## Exercise task 1:
According to the court opinion, on what date did the accident occur?

## Text shown:

Boring & Tunneling Co. of America, Inc. v. Salazar

Decision Date30 November 1989
Docket NumberNo. 01-89-00686-CV,01-89-00686-CV
Citation782 S.W.2d 284
PartiesBORING & TUNNELING COMPANY OF AMERICA, INC. and Lee Arthur Evans, Relators, v. The Honorable Felix SALAZAR, District Judge of the 157th District Court, Harris County, Texas, Respondent. (1st Dist.)
CourtTexas Court of Appeals

Tom M. Davis, Jr., JoAnn Storey, Davis & McFall, P.C., Houston, for relators.

Before MIRABAL, WARREN and DUGGAN, JJ.

ORIGINAL PROCEEDING ON PETITION FOR WRIT OF MANDAMUS

MIRABAL, Justice.

The relators seek to have this Court order the trial court to rescind an order issued in a personal injury case that grants discovery of certain documents. Relators claim that the documents are exempt from discovery because of investigative and attorney-client privileges.

The underlying dispute involves the death of three vehicle occupants, who died after their car collided with a company truck driven by Lee Arthur Evans. Evans and his company, Boring & Tunneling Company of America, Inc., are defendants in the lawsuit. After the accident, Evans was arrested on suspicion of driving while intoxicated. The accident occurred May 5, 1985; suit was filed December 9, 1985.

During discovery, the plaintiffs requested that the defendants produce certain documents. Initially, the trial judge, the Honorable Felix Salazar, granted a motion for protection requested by the defendants. The plaintiffs sought to have this Court order the trial court to rescind that protective order. This Court granted leave to file in that proceeding, but the day before the hearing on the mandamus, Judge Salazar rescinded the protective order and ordered the defendants to produce the disputed documents. His action made the mandamus proceeding moot, and accordingly, this Court dismissed that proceeding. Aleman v. Salazar, No. 01-89-00269-CV (Tex.App.--Houston [1st Dist.], June 22, 1989, orig. proceeding) (ordered not published). Relators, the defendants in the suit, then filed this proceeding, challenging the trial court's production order.

The documents that are the subject of this mandamus action, and the privileges alleged by the relators in their motion for protection, are as follows:

1. Defendants' attorney Tom Davis' letter regarding the accident investigation to adjuster Johnnie Bass (May 9, 1985): attorney-client and investigative exemption;

2. File memo of Tom Davis regarding the investigation (May 9, 1985): investigative exemption and work product privilege;

3. Statement of Lee Arthur Evans (May 11, 1985): investigative exemption, attorney-client privilege, and witness statement privilege;

4. Statement of Keith Evans, Lee Arthur Evans' son and passenger in his truck at the time of the accident (May 11, 1985): investigative exemption and witness statement exemption.

## Records for the exercise:
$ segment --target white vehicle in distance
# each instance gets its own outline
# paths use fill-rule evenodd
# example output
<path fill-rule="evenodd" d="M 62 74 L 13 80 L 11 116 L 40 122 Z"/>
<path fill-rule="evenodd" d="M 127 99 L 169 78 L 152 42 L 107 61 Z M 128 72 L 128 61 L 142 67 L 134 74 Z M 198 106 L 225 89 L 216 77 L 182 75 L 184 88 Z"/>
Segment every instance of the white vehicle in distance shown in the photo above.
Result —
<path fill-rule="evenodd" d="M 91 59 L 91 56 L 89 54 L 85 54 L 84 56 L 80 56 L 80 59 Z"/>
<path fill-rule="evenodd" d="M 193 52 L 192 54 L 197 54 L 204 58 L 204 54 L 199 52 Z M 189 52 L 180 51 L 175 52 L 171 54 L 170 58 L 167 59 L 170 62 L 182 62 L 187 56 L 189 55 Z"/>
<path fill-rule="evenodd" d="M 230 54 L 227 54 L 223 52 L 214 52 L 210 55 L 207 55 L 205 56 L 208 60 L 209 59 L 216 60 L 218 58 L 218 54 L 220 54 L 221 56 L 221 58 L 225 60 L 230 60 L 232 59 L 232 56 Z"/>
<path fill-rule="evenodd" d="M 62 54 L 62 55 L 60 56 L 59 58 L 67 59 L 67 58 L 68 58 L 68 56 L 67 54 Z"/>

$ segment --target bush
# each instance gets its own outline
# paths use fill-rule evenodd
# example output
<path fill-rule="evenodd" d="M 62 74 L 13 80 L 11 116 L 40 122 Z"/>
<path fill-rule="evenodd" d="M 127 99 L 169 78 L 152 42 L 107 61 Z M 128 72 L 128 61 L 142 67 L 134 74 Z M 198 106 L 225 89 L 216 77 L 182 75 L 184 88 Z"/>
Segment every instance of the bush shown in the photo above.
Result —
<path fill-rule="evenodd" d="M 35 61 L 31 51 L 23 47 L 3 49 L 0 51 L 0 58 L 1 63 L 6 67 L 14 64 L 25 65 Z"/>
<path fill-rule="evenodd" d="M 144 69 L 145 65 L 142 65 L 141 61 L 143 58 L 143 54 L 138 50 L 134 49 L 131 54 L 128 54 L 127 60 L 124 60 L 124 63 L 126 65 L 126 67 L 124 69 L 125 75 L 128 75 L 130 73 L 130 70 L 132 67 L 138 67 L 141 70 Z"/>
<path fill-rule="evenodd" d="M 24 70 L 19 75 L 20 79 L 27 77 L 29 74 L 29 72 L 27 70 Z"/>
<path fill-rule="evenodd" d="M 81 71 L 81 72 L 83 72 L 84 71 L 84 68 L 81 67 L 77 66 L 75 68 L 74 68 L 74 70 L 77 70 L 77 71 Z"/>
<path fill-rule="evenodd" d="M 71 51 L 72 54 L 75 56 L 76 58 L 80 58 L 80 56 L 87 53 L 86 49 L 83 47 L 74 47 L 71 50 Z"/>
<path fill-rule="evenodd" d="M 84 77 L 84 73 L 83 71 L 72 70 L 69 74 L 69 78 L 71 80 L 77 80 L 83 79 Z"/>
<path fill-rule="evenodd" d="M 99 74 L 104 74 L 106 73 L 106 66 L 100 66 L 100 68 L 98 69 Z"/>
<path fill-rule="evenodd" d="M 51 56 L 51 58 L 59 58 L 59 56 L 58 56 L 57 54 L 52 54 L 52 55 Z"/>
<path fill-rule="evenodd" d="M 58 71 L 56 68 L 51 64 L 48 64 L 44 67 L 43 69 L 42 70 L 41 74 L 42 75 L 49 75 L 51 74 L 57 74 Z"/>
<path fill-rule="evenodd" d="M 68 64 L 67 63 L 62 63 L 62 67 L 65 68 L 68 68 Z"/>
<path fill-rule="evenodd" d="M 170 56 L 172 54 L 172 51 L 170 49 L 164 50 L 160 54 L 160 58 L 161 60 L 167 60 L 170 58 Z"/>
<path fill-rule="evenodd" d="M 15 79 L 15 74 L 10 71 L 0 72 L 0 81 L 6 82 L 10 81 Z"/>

## Exercise task 2:
Rewrite only the rows from the line with "segment --target bush" through the end of the rows, replacing "bush" with "shrub" and leaving everything else unchanged.

## Written solution 1:
May 5, 1985.

## Written solution 2:
$ segment --target shrub
# each instance gets its own outline
# paths use fill-rule evenodd
# example output
<path fill-rule="evenodd" d="M 62 74 L 13 80 L 11 116 L 40 122 Z"/>
<path fill-rule="evenodd" d="M 127 99 L 169 78 L 152 42 L 107 61 Z M 128 72 L 128 61 L 142 67 L 134 74 Z M 198 106 L 225 89 L 216 77 L 182 75 L 184 88 Z"/>
Segment every instance of the shrub shown in the photo above.
Result —
<path fill-rule="evenodd" d="M 35 61 L 31 51 L 23 47 L 3 49 L 0 51 L 0 58 L 1 63 L 6 67 L 14 64 L 25 65 Z"/>
<path fill-rule="evenodd" d="M 144 69 L 145 65 L 142 65 L 141 61 L 143 58 L 143 54 L 138 50 L 134 49 L 131 54 L 128 54 L 127 60 L 124 60 L 124 63 L 126 65 L 126 67 L 124 69 L 125 75 L 128 75 L 130 73 L 130 70 L 132 67 L 138 67 L 141 70 Z"/>
<path fill-rule="evenodd" d="M 24 70 L 19 75 L 20 79 L 27 77 L 29 74 L 29 72 L 27 70 Z"/>
<path fill-rule="evenodd" d="M 81 71 L 81 72 L 83 72 L 84 71 L 84 68 L 81 67 L 77 66 L 75 68 L 74 68 L 74 70 L 77 70 L 77 71 Z"/>
<path fill-rule="evenodd" d="M 71 51 L 72 54 L 75 56 L 76 58 L 80 58 L 80 56 L 87 53 L 86 49 L 83 47 L 74 47 L 71 50 Z"/>
<path fill-rule="evenodd" d="M 84 77 L 84 73 L 83 71 L 72 70 L 69 74 L 69 78 L 71 80 L 77 80 L 83 79 Z"/>
<path fill-rule="evenodd" d="M 99 74 L 104 74 L 106 73 L 106 66 L 100 66 L 100 68 L 98 69 Z"/>
<path fill-rule="evenodd" d="M 51 56 L 51 58 L 59 58 L 59 56 L 58 56 L 57 54 L 52 54 L 52 55 Z"/>
<path fill-rule="evenodd" d="M 58 71 L 56 68 L 51 64 L 48 64 L 44 67 L 43 69 L 42 70 L 41 74 L 42 75 L 49 75 L 51 74 L 57 74 Z"/>
<path fill-rule="evenodd" d="M 68 64 L 67 63 L 62 63 L 62 67 L 65 68 L 68 68 Z"/>
<path fill-rule="evenodd" d="M 170 56 L 172 54 L 172 51 L 170 49 L 164 50 L 160 54 L 160 58 L 161 60 L 167 60 L 170 58 Z"/>
<path fill-rule="evenodd" d="M 15 79 L 15 74 L 10 71 L 0 72 L 0 81 L 6 82 L 10 81 Z"/>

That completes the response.